*Goal of the exercise:*
Select and copy each line of the material below that contains the string "background". Treat uppercase and lowercase letters as different.

[Object position labeling material]
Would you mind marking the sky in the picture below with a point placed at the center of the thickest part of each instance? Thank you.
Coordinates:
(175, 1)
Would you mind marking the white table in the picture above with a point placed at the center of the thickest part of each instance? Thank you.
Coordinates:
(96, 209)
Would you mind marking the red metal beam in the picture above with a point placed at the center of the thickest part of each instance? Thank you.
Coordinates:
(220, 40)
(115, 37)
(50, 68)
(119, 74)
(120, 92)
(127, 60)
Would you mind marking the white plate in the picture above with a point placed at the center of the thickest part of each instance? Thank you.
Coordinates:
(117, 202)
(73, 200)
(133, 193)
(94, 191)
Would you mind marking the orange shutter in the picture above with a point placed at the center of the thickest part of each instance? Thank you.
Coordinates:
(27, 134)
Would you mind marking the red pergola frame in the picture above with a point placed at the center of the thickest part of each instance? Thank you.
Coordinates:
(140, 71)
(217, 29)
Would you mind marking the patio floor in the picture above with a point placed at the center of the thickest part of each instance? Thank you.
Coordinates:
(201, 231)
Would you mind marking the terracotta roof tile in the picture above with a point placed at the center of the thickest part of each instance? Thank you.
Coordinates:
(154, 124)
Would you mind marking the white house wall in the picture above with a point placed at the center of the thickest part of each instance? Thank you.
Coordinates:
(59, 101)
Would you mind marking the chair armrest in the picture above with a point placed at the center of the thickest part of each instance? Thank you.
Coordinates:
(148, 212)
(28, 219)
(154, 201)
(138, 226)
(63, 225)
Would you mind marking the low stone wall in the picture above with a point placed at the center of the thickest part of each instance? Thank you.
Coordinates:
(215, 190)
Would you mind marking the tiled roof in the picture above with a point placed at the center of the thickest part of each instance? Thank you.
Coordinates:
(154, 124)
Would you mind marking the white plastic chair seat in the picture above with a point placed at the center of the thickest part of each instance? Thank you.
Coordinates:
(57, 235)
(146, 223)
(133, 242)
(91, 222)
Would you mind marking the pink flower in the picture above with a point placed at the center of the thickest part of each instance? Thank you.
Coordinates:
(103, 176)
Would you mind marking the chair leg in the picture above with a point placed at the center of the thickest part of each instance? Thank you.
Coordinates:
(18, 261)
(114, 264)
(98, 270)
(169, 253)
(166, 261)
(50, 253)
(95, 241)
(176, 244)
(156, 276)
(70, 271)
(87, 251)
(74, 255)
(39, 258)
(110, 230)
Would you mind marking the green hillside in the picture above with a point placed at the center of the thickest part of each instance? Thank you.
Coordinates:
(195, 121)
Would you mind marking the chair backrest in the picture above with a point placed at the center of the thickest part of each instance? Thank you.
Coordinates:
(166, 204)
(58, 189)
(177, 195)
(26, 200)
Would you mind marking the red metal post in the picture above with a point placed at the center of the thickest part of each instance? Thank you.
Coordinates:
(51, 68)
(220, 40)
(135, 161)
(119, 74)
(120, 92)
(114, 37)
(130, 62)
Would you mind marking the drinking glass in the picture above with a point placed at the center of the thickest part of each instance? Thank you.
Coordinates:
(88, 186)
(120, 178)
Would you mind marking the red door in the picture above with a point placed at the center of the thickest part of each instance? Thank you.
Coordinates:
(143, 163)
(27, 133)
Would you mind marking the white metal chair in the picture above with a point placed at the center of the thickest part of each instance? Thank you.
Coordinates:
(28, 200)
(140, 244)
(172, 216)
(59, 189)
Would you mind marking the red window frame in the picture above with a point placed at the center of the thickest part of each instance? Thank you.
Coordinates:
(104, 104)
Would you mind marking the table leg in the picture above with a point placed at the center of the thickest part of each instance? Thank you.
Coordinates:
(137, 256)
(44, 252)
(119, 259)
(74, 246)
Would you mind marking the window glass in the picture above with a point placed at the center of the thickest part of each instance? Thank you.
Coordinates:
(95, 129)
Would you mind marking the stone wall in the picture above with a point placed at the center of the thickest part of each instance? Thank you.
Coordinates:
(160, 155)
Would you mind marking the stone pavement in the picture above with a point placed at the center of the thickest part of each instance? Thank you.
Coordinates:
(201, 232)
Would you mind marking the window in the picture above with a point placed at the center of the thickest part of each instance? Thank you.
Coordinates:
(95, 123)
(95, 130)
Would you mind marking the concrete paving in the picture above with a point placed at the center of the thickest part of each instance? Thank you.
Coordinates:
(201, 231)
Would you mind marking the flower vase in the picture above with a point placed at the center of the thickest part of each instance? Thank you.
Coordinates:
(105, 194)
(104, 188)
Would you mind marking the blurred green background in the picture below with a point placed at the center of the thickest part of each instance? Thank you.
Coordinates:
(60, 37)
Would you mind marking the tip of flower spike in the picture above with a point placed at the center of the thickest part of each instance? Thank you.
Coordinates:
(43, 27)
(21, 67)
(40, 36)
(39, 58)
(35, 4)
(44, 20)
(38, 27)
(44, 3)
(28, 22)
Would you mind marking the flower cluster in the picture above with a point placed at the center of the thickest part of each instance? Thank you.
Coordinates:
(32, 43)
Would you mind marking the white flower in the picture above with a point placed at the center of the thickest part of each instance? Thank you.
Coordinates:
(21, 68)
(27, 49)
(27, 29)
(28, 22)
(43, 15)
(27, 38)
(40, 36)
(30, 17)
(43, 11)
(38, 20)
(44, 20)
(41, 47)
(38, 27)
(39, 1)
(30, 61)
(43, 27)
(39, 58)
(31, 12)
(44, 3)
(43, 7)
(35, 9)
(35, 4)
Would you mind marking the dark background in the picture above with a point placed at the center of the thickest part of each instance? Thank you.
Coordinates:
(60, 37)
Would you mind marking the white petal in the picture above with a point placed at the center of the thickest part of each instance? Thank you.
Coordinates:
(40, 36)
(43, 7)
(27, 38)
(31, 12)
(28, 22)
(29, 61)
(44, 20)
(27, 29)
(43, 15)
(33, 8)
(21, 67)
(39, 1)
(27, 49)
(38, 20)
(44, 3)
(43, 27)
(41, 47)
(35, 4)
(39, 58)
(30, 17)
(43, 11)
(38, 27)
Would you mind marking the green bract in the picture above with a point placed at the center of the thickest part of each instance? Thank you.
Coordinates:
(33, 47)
...
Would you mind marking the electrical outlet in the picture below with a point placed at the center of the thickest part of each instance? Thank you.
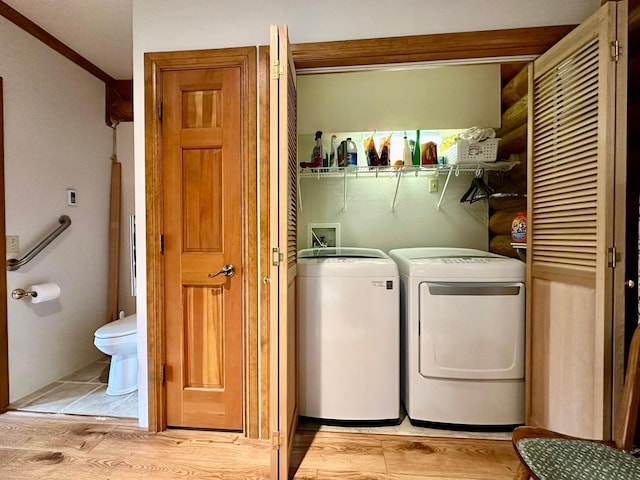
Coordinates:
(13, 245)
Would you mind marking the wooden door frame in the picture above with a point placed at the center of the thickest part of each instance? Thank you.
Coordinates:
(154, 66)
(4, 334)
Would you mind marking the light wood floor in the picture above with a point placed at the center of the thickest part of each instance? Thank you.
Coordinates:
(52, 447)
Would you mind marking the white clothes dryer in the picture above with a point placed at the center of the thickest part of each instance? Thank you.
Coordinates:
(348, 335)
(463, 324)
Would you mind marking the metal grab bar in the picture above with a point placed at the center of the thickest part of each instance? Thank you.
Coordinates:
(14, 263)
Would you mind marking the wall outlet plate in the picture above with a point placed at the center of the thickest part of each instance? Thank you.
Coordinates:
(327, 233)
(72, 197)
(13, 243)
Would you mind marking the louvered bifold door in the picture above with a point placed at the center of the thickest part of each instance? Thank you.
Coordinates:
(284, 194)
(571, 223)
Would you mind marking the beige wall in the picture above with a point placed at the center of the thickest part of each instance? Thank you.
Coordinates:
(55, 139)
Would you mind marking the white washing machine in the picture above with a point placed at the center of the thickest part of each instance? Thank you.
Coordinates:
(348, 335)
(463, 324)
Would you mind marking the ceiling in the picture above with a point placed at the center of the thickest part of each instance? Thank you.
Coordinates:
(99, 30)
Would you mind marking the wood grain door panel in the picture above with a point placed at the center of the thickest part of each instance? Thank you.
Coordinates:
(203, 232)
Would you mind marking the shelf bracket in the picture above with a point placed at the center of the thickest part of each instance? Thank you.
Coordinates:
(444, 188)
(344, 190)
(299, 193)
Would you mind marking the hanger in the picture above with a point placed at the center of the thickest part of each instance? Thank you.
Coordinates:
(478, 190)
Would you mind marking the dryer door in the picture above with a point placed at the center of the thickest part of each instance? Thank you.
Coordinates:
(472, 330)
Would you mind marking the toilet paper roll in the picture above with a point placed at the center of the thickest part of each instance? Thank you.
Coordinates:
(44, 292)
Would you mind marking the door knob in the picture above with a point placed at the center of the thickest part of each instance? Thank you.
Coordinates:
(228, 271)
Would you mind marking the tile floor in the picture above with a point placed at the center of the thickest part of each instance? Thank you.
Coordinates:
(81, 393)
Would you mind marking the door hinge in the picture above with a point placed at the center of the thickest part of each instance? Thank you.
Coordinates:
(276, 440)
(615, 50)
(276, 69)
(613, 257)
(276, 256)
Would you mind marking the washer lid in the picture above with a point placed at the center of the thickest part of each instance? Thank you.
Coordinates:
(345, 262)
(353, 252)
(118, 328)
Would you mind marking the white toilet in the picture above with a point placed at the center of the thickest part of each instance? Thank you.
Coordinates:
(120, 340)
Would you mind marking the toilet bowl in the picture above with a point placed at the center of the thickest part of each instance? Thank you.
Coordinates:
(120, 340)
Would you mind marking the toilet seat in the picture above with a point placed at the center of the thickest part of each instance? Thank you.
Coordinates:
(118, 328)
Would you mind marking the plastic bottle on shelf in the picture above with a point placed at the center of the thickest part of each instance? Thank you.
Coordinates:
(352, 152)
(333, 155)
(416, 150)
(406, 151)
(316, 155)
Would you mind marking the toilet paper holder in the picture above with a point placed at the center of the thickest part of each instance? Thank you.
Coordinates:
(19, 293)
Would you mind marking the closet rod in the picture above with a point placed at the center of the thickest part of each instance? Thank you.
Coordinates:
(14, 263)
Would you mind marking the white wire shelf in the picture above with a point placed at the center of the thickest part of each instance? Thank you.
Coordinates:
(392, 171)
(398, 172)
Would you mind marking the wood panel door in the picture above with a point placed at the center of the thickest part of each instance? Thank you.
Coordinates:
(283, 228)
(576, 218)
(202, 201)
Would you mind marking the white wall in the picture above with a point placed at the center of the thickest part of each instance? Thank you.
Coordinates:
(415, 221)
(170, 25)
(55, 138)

*Exercise solution:*
Would you mind marking the blurred green background in the picture below with a point placed at the center of the thickest part of each instance? Thank you.
Would you mind marking the dark background in the picture above with a point placed at the center of the thickest part of each instance? Thank you.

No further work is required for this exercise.